Task instructions
Reproduce exactly the lines beginning with the line that contains "of the small" and ending at the final line of the material below.
——————————
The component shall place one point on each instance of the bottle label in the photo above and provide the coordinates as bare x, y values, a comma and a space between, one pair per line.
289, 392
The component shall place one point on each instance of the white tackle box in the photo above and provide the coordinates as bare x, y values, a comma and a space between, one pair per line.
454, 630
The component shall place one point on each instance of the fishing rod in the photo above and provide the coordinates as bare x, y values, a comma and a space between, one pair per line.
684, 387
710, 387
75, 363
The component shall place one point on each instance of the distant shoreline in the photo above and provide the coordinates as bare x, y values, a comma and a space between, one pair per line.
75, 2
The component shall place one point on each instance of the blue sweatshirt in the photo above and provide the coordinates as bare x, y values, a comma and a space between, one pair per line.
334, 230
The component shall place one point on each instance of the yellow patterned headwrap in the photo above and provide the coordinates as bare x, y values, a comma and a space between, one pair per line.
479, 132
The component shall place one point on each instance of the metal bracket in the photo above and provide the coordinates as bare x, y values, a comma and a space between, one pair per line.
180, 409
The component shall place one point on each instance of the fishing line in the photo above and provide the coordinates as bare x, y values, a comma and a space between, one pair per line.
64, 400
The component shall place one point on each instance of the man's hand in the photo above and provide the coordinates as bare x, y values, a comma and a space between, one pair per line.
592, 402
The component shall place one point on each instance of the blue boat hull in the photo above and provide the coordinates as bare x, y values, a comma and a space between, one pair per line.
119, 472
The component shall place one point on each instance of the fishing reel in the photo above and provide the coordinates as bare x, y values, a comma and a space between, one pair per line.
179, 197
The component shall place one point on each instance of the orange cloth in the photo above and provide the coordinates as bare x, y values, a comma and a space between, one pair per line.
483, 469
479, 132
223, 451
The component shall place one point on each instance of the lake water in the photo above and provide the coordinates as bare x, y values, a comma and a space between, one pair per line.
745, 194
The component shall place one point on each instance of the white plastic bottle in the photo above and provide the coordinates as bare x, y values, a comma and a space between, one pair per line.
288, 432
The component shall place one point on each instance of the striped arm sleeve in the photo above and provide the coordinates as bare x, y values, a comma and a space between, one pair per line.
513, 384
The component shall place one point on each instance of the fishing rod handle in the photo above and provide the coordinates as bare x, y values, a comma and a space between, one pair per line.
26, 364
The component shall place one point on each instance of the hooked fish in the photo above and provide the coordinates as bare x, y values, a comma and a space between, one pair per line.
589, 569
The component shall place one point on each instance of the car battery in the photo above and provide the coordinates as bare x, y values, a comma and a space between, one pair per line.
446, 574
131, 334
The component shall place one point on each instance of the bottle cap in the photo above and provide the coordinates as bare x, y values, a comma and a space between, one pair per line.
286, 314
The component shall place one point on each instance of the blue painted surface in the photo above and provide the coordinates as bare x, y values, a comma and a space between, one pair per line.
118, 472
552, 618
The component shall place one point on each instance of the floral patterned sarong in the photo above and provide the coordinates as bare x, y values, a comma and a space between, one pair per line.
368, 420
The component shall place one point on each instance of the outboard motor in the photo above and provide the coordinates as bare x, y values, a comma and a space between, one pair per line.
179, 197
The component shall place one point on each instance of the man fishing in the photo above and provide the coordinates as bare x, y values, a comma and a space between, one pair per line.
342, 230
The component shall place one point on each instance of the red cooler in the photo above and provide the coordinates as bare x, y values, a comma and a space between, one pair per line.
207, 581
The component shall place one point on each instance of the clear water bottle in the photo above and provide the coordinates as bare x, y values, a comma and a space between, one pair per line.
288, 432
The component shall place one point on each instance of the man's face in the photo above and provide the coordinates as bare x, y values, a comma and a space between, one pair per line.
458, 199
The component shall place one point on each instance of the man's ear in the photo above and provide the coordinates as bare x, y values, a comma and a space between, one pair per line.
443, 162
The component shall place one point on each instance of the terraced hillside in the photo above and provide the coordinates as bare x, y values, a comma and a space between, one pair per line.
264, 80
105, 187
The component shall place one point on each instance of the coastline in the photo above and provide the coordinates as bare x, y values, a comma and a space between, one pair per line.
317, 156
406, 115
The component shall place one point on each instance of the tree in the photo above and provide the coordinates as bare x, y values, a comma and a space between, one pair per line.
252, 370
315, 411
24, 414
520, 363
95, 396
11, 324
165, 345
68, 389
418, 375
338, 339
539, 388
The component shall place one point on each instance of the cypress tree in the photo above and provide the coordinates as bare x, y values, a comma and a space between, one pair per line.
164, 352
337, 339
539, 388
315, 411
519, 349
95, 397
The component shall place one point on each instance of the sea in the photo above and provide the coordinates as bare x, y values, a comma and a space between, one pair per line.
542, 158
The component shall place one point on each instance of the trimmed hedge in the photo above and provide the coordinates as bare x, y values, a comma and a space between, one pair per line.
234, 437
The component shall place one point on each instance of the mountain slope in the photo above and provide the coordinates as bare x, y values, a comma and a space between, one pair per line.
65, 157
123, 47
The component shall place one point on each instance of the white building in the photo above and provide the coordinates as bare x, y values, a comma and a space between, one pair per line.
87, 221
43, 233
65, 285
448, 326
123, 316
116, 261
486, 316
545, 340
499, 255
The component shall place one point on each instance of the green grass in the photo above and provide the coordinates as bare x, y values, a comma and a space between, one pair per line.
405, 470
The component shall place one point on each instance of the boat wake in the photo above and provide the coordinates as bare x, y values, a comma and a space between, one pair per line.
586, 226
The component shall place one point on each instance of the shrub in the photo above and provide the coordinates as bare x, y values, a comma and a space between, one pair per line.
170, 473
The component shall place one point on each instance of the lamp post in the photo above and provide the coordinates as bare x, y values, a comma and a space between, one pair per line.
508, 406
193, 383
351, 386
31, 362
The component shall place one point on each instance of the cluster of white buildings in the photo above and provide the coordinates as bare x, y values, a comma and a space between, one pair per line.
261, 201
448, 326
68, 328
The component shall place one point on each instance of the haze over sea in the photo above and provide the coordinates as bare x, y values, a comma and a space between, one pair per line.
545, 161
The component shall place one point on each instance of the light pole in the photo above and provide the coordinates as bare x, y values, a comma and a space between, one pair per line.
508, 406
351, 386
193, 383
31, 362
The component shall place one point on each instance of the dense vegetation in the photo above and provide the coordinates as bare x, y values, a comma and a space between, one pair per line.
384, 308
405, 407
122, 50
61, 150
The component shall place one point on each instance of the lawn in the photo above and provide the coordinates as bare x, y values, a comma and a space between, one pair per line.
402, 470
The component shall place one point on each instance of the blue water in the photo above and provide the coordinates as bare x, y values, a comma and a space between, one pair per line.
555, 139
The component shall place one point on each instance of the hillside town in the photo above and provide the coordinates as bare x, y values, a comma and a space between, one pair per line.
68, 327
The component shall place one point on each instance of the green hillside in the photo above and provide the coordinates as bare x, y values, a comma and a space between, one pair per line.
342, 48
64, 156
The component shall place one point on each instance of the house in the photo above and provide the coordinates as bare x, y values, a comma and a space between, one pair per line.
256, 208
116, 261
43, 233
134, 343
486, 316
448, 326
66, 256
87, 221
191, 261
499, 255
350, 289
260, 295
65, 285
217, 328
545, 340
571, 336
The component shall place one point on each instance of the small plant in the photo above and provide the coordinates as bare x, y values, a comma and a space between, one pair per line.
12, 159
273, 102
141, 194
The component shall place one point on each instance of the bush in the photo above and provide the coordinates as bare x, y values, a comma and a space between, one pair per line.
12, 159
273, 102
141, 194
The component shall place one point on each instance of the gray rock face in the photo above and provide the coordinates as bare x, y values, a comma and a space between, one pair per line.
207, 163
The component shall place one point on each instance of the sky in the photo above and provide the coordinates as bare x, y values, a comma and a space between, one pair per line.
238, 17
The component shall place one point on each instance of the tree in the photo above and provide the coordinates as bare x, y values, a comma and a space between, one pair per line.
——————————
Written answer
The component shall place one point on each instance of the small plant in the photo above and provide the coordinates as bare x, y values, a comma and a space between, one pair per line.
12, 159
273, 102
141, 194
The component shall place one point on each instance of the bush in the photo above and provide the coordinates as bare x, y values, a comma and a space between, one pair per line.
12, 159
273, 102
141, 194
The component shall place one point on each instance of the gray rock face in the photo above and provide the coordinates as bare x, y values, a comma and a space between, one pair per line.
207, 163
The component shall place one point on each instance of the sky in the photo above and provide the coordinates as bare x, y values, a comma and a space between, one pair per line.
238, 17
The component shall place one point on each instance of the tree in the photo above and provide the coordinates as bare x, y values, a comma and a space between, one pair per line.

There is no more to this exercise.